Selected text:
━━━━
This provides a method for solving immediate problems while also building a foundation for the inevitable occurrence of future ones. Moreover, the kinds of mistakes people make become less stupid.

In many respects, the game of FIML is largely one of recognizing communication mistakes or potential mistakes as soon as they arise, within seconds of their onset.

By doing that FIML shows us how our deep psychology is actually functioning in real-life. Multiple insights into this aspect of psychology are transformational.

Is psychology a self-imposed myth?

Language, and psychology are profoundly entangled. This causes fundamental problems with meaning and communication.

How do we know ourselves?

How do I know you and how do you know me?

How do we communicate with ourselves?

Do we impose meaning on ourselves from outside? Or do we create our own?

Is my psychology a self-imposed myth?

I can import psychological meaning from outside myself, from others, from books. But still, I must own what I import.

Psychological understanding is a mix of owned imports and owned own ideas, a sort of self-imposed myth.

It’s a myth because how can you or anyone analyze the psychology of a single person? How can you analyze and thus know your own psychology?

You cannot do that using psychological terms.

These problems or questions lie not only at the heart of psychology and language but also philosophy.

No abstract outline or explanation or description can let you know yourself. No static network of ideas or words can do that.

Only a method can. A way of talking that expressly addresses what can be known and nothing else.

No one has figured this method out before me (so far as I know) because:

  1.  people have always looked for an external network of ideas and words, rather than the thing itself; the real-time, real-world long moment of working memory, the self in action
  2. people have not looked there because it goes against a psycho-linguistic instinct to not interrupt or question an interlocutor abruptly (enough) about what they just said or did

The method is FIML and it is described here.

This method solves a core problem of language use and meaning; how to use language appropriately and well. At the same time it solves a core problem in psychology; how to understand it clearly.

This method takes time, but will bear abundant fruit. It does that because it strikes right at the heart of crucial problems in language, psychology, and philosophy.

It takes time because people are made up of many parts stitched-together. Many small parts (small enough to fit into working memory) must be identified and analyzed.

This takes time. And that can’t be helped. There is no quicker way to do it.

After many parts (linguistic, semiotic, psychological, memory, sensation, emotion, etc) have been analyzed, a much clearer idea will emerge about what your psychology is, how you use (and should use) language, what philosophy (especially of language and psychology) is.

General analyses of signaling systems illuminate fundamentals of psychology

Individual psychology is a locus or node within a larger social system.

More precisely, individual psychologies are particular signaling systems within larger social signaling systems.

It is valuable to see this because general analyses of signaling systems—even those having nothing to do with human psychology—can shed light on human signaling systems, including both individual psychology and many aspects of sociology.

When human psychology is viewed as a signaling system, we can readily see that narcissism is bound to occur because narcissism is fundamentally a simplistic signal system.  (See Narcissism redefined (yet again) for more.)
━━━━
Extracted entries:

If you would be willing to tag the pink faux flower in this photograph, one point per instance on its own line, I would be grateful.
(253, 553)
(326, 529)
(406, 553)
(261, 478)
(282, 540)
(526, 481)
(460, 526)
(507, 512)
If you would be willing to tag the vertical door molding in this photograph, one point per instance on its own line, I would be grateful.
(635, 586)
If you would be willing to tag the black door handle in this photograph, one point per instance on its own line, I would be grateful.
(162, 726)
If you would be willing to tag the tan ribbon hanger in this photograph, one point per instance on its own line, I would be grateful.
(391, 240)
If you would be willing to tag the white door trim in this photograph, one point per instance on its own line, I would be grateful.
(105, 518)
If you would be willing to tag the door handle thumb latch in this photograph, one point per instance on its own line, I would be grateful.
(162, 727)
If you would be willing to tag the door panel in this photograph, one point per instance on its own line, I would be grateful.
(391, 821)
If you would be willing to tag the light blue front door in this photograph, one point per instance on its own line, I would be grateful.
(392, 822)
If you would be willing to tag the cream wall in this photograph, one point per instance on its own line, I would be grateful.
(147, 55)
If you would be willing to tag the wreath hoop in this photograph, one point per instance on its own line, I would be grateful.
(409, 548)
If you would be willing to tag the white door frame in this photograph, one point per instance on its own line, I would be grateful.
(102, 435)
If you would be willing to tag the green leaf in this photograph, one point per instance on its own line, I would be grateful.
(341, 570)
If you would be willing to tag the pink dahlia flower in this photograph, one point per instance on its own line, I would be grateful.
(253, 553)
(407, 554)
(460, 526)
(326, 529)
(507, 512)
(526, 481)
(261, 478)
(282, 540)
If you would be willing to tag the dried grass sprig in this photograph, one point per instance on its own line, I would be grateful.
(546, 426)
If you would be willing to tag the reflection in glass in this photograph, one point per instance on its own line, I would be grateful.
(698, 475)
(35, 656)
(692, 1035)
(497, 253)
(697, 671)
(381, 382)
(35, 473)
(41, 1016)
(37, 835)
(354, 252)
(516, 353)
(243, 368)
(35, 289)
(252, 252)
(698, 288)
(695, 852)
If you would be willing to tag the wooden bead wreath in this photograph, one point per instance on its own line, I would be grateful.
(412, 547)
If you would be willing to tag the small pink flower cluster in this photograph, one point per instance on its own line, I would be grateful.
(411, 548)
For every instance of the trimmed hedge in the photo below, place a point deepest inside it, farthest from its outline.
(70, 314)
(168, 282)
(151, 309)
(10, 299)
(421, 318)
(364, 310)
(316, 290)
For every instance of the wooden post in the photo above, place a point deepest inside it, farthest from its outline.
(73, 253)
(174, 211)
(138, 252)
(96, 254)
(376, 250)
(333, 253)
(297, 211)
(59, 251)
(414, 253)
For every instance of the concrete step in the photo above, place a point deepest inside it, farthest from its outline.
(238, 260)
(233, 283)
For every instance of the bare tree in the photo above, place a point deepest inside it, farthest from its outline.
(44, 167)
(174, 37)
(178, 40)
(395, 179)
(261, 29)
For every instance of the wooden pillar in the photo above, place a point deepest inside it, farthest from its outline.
━━━━
Your goal:
In the text on FIML, what are individual psychologies described as, more precisely? The items aren't needed for this.

Task output:
Particular signaling systems within larger social signaling systems.